** BEGIN Source excerpt **
In victory, he became only the second American after Chad Carvin, 2000 champion over 400m and fourth today in Moscow over 200m, to win a world short course freestyle title, his time a personal best of 1:44.36
setting him a class apart from those who followed him home.

The field was level until the 100m mark, at which point Keller began to make his move. By 150m he was a half body-length ahead and had no cause to look back from there. Runner-up was veteran Brazilian Gustavo Borges, on 1:45.67, with Mark Johnston of Canada third in 1:45.88, a swim that may herald a recovery in Canadian fortunes. Carvin was fourth on 1:46.14.

Back in seventh place was Olympic medal winner Massimiliano Rosolino, the Italian who is far away from the form he found to astound in Sydney 2000.

In the semi-finals, Emma Igelstrom, of Sweden, came within 0.04sec of her own world record of 30.24sec set in Gothenburg two months ago over 50m breaststroke, to qualify fastest, nearly 0.5sec ahead of defending champion Sarah Poewe, of South Africa, with Britain's Zoe Baker, third.

Matt Welsh, of Australia, heads the qualifiers for the 100m backstroke final ahead of US teammates Peter Marshall and Aaron Piersol. Welsh clocked 51.73sec, just inside the 51.98 set by Piersol in the heats. He could manage only 52.36 tonight, with Marshall 0.1sec ahead.

The 100m breaststroke for men threw up new talent, 22-year-old Jarno Pihlava, of Finland, fastest through in 59.09, ahead of Oleg Lisogor, of Ukraine, 59.12, and America's David Denniston a further 0.03sec adrift.
Just 0.62sec separate all eight finalists.

Another new name in world level finals is Igor Martchenko, of Russia, who surprised defending champion Lars Frolander, of Swedem, when he qualified fastest in 51.59sec, with Canada's Michael Mintenko second in 51.61 and Frolander third on 51.73.
** END Source excerpt **
** BEGIN Supplied material **
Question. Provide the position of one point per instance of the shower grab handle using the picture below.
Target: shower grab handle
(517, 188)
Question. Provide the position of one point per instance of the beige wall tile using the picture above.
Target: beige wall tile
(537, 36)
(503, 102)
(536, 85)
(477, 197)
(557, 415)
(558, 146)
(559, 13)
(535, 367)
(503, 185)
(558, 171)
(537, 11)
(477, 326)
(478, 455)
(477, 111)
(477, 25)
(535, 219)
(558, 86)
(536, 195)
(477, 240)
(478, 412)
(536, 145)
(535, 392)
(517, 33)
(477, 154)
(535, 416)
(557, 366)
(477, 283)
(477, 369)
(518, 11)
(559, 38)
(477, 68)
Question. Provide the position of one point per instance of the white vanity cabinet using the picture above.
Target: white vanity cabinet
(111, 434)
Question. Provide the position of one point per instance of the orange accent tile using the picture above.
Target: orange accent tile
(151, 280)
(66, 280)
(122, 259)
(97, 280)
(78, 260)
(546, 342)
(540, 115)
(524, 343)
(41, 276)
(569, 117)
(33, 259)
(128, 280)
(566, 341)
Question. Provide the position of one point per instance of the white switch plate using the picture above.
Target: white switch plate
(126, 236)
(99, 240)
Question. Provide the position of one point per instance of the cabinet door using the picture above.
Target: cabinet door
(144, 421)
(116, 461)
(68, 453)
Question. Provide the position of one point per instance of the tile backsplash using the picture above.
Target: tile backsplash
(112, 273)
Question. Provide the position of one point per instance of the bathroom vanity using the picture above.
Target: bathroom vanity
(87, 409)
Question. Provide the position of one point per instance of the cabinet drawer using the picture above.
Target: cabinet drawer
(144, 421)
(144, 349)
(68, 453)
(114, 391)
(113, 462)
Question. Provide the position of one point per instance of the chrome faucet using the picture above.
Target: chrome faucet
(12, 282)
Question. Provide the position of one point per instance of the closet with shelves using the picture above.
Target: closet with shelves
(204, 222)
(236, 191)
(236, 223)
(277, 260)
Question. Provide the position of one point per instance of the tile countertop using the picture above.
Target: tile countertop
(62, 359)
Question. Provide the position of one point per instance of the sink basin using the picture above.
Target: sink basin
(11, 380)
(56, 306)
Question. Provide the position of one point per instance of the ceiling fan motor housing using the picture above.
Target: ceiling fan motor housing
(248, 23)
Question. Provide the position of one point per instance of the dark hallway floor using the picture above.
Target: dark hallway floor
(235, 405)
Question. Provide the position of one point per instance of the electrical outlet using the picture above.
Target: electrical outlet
** END Supplied material **
■ **Tasks for this exercise**:
**a)** Reproduce the swimming report between "In the semi-finals, Emma" and "all eight finalists.", inclusive, replacing "semi-finals" with "semifinals".
**b)** According to the swimming report, what time did Gustavo Borges record in finishing runner-up?

■ **Exercise solutions**:
**a)**
In the semifinals, Emma Igelstrom, of Sweden, came within 0.04sec of her own world record of 30.24sec set in Gothenburg two months ago over 50m breaststroke, to qualify fastest, nearly 0.5sec ahead of defending champion Sarah Poewe, of South Africa, with Britain's Zoe Baker, third.

Matt Welsh, of Australia, heads the qualifiers for the 100m backstroke final ahead of US teammates Peter Marshall and Aaron Piersol. Welsh clocked 51.73sec, just inside the 51.98 set by Piersol in the heats. He could manage only 52.36 tonight, with Marshall 0.1sec ahead.

The 100m breaststroke for men threw up new talent, 22-year-old Jarno Pihlava, of Finland, fastest through in 59.09, ahead of Oleg Lisogor, of Ukraine, 59.12, and America's David Denniston a further 0.03sec adrift.
Just 0.62sec separate all eight finalists.

**b)** 1:45.67